* **Task goal**:
Rewrite as a numbered list the lines from the start of the records through the line that contains "Interiors are defined by the even-odd rule.", leaving out any blank lines.

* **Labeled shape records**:
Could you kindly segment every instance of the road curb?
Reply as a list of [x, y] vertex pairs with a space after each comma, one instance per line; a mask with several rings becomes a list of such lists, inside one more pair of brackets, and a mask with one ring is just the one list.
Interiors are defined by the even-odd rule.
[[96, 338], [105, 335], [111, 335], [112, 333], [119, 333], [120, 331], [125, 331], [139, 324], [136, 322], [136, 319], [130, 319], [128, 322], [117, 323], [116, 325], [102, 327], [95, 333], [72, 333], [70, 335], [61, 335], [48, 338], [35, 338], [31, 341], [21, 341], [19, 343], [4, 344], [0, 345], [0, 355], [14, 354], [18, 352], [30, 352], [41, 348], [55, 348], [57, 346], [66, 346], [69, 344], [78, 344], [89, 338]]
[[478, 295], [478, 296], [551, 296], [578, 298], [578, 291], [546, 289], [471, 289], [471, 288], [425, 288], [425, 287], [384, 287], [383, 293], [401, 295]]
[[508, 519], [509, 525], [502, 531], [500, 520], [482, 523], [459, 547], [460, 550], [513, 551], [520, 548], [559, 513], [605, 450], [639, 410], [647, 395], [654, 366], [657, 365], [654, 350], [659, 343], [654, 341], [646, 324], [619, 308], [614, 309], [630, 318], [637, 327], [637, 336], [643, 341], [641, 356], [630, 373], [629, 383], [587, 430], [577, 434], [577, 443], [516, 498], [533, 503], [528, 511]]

* **Reply**:
1. Could you kindly segment every instance of the road curb?
2. Reply as a list of [x, y] vertex pairs with a space after each comma, one instance per line; a mask with several rings becomes a list of such lists, inside one more pair of brackets, and a mask with one ring is just the one list.
3. Interiors are defined by the even-odd rule.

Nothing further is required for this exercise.